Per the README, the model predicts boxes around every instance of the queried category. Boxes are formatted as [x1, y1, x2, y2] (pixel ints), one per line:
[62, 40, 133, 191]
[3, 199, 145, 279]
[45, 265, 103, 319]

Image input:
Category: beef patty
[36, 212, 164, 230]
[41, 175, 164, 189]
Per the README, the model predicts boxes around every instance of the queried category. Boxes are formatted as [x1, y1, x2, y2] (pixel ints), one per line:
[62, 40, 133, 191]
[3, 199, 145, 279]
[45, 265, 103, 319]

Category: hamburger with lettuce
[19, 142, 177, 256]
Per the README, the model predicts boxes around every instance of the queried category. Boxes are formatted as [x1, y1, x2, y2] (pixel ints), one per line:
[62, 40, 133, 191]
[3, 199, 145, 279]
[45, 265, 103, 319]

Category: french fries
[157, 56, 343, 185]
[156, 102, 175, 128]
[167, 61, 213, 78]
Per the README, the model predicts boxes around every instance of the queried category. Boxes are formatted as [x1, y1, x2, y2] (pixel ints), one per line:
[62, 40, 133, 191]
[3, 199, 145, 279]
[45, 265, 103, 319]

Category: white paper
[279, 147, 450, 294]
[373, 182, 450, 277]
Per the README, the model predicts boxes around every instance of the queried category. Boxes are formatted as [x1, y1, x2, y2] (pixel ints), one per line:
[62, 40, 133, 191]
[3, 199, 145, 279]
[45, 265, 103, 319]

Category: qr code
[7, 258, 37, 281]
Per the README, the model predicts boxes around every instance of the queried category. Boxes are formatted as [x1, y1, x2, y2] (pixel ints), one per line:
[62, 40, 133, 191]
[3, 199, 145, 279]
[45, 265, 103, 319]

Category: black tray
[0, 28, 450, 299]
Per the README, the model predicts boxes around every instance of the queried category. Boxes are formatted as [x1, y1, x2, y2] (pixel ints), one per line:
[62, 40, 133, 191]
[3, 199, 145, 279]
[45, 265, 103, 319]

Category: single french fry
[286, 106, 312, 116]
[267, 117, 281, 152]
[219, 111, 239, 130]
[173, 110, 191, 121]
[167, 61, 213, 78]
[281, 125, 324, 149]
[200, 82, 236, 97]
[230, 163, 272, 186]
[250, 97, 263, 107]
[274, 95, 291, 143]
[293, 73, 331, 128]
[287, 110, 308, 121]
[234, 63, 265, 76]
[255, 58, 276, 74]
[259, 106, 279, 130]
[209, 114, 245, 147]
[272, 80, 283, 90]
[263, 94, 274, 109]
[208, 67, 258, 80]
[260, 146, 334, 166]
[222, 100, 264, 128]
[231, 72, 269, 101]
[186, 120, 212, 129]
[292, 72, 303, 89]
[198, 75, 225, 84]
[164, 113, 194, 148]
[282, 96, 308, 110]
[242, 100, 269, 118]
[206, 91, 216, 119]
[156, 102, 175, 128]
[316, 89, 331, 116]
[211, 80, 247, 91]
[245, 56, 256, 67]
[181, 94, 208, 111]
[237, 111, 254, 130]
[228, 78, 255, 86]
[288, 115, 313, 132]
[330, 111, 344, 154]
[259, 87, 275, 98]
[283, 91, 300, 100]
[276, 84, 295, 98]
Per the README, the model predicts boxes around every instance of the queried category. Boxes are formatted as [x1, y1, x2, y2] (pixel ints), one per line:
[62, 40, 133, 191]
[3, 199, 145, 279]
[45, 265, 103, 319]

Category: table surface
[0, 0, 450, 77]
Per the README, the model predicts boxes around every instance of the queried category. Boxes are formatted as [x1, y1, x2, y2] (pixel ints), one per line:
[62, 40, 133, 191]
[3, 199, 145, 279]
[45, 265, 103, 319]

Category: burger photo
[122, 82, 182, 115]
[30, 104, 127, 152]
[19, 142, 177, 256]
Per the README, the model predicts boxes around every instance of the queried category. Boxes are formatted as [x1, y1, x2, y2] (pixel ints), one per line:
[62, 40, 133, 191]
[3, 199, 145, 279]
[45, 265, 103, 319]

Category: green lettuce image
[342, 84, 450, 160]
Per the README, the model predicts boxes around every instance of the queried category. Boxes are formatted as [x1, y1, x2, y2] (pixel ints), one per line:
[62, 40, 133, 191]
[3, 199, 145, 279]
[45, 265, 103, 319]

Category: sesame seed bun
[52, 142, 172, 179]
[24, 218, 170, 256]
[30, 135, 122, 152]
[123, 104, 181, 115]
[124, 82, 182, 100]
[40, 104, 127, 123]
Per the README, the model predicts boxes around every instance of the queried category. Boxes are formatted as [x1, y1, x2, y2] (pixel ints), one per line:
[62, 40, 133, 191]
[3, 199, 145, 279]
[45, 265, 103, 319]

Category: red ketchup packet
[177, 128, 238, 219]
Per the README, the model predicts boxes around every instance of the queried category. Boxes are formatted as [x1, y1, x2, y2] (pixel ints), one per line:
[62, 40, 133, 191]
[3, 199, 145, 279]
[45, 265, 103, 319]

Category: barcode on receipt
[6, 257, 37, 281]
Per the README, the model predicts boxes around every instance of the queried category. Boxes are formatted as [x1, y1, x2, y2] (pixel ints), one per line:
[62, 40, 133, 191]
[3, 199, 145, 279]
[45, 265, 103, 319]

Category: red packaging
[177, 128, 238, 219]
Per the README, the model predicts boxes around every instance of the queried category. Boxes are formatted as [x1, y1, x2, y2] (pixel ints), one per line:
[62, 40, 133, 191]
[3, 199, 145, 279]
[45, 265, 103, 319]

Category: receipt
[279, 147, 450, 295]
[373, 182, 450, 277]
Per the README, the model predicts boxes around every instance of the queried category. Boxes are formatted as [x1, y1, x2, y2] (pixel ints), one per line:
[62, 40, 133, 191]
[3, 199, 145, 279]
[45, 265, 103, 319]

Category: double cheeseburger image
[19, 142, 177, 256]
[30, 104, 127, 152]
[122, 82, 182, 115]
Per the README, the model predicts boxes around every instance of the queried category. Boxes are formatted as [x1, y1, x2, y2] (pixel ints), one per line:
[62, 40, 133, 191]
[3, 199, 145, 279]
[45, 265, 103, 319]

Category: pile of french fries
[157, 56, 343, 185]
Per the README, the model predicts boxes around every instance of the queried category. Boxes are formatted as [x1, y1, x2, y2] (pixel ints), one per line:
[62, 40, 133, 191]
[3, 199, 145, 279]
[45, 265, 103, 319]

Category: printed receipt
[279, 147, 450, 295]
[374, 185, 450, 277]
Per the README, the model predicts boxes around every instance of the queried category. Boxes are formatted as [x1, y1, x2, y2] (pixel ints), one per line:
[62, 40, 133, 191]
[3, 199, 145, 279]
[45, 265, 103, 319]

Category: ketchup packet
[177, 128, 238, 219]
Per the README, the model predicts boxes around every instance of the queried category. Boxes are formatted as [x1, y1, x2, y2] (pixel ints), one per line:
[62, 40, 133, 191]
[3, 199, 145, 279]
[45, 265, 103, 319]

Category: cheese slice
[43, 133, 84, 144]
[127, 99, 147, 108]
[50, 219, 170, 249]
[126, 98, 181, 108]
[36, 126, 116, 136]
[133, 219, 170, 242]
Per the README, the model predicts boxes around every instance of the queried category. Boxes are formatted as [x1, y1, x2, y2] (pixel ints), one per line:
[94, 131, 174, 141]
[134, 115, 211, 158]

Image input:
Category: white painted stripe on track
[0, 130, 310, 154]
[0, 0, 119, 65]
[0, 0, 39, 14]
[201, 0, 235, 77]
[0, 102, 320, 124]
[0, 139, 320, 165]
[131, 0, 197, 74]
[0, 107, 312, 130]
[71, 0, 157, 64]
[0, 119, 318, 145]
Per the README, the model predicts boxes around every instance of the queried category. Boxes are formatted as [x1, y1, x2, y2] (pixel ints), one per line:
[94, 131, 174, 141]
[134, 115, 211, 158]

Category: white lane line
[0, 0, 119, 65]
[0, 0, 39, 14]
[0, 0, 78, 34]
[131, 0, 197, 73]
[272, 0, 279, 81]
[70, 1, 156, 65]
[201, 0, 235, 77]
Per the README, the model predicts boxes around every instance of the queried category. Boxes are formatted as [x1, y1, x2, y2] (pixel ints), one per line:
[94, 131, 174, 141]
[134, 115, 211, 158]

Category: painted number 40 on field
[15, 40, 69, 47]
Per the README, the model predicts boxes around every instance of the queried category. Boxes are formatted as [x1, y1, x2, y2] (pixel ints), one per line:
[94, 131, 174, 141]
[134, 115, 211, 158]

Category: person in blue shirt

☆ ☆ ☆ ☆ ☆ ☆ ☆

● **Exercise directions**: From the records, pick out every line that contains the string "fries" and copy each one. The match is case-sensitive.

● **In response**:
Category: french fries
Category: pile of french fries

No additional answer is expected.